Thanks, that all makes sense & addresses any questions I had, which were
just if we were sure that this behavior was expected.

>>  4. Having done all that (or maybe this can't be split up / needs to
>>     come earlier) you say that we'd like to not generically call this
>>     exit state 128, but have it under the "exit(2)" umbrella.
>
> I don't see how reading your set of steps 1-4 logically restores the
> design of builtin/merge.c, though.  An example: what if the user ran
> "git merge -s resolve -s recursive $BRANCH", and `resolve` handled the
> merge but had some conflicts, while `recursive` just failed and
> returned a value of clean < 0?  In such a case, builtin/merge.c is
> supposed to restore the tree to pristine after attempting the
> recursive backend, and then redo using the best_strategy (which would
> be `resolve` in this example case).  Your steps 1-4 never address such
> a thing.  Your steps might incidentally address such a case as a side
> effect of their implementation, but that's not at all clear.  Since
> the whole point is fixing the code to match the existing design, it
> seems really odd to split things into a set of steps that obscures
> that fix.

You know more about the wider context here, I was just poking at the
narrow code change & seeing what the side-effects were of the changes
being made.

>> Again, all just food for thought, and a way to step-by-step go through
>> how I came about reviewing this in detail, I hope it and the below
>> version I came up with before seeing yours helps.
>>
>> P.s.: The last paragraph in my commit message does not point to some
>> hidden edge case in the code behavior here, it's just that clang/gcc are
>> funny about exit() and die() control flow when combined with
>> -fsanitize=address and higher optimization levels.
>>
>> -- >8 --
>> Subject: [PATCH] merge: return, don't use exit()
>>
>> Change some of the builtin/merge.c code added in f241ff0d0a9 (prepare
>> the builtins for a libified merge_recursive(), 2016-07-26) to ferry up
>> an "early return" state, rather than having try_merge_strategy() call
>> exit() itself.
>>
>> This is a follow-up to dda31145d79 (Merge branch
>> 'ab/usage-die-message' into gc/branch-recurse-submodules-fix,
>> 2022-03-31).

----

Exercise details
Rewrite the stretch of the merge email from "You know more" through "higher optimization levels.", putting "something to consider" in place of "food for thought". The data below plays no part in this exercise.

Dataset excerpt
----

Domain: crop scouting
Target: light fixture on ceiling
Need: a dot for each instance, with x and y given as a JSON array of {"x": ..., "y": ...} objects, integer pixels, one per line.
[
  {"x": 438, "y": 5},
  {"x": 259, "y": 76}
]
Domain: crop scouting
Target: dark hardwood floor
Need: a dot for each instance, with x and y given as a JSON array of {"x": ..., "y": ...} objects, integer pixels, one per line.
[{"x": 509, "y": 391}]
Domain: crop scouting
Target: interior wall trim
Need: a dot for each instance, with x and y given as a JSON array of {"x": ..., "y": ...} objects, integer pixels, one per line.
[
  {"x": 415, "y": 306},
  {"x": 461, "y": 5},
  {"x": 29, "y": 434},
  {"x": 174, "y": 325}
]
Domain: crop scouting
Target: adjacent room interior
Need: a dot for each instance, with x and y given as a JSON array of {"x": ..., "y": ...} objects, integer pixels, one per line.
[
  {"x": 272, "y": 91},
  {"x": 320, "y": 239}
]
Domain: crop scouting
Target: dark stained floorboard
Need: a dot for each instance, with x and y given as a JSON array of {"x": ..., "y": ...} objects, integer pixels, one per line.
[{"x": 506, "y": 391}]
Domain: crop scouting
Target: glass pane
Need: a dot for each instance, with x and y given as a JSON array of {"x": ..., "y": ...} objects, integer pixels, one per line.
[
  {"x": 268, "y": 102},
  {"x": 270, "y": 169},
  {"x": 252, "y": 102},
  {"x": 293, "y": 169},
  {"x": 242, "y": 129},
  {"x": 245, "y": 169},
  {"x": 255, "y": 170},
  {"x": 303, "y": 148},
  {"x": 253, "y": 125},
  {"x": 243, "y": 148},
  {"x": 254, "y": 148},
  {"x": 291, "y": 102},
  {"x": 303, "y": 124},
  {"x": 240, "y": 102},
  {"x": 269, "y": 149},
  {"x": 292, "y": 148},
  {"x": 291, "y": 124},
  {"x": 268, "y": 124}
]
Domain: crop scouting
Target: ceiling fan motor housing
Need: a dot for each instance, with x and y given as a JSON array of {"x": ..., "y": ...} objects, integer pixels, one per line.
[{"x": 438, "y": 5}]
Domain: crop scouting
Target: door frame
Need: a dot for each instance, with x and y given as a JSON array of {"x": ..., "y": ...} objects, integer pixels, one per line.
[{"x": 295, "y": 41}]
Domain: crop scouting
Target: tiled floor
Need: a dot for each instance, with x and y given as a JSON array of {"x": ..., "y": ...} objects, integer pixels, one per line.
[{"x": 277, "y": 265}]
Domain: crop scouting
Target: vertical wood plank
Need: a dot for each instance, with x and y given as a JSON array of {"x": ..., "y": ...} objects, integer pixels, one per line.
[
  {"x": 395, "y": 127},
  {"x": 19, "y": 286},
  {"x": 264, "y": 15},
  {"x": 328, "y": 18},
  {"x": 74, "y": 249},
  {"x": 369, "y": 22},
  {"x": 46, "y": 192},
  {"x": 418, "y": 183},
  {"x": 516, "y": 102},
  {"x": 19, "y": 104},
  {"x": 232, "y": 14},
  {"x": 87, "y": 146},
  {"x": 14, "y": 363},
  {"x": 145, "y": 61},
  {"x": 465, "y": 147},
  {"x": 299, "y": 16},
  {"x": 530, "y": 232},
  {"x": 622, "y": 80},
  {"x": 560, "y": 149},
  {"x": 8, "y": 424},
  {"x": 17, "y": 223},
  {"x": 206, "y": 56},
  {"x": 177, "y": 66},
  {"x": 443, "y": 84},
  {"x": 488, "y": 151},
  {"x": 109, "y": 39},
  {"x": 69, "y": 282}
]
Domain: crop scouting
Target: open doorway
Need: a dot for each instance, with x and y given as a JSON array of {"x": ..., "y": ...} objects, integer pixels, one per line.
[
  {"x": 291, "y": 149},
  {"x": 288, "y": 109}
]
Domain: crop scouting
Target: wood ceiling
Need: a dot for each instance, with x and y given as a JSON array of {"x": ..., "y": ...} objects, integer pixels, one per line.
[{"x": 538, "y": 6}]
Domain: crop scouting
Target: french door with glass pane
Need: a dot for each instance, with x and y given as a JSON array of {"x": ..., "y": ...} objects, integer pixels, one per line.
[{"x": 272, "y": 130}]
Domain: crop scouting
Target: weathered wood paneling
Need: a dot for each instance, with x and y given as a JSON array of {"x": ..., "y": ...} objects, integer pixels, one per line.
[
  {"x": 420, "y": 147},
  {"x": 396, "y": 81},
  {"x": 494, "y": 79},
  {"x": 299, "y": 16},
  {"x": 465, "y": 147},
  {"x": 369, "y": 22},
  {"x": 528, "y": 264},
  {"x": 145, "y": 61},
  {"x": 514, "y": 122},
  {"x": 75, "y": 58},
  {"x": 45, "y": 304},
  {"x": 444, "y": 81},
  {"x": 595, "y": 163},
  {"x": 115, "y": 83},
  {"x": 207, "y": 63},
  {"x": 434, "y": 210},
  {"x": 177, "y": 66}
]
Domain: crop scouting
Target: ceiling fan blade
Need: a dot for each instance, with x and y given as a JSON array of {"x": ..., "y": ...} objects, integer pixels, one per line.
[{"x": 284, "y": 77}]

----

Response to this exercise
You know more about the wider context here, I was just poking at the
narrow code change & seeing what the side-effects were of the changes
being made.

>> Again, all just something to consider, and a way to step-by-step go through
>> how I came about reviewing this in detail, I hope it and the below
>> version I came up with before seeing yours helps.
>>
>> P.s.: The last paragraph in my commit message does not point to some
>> hidden edge case in the code behavior here, it's just that clang/gcc are
>> funny about exit() and die() control flow when combined with
>> -fsanitize=address and higher optimization levels.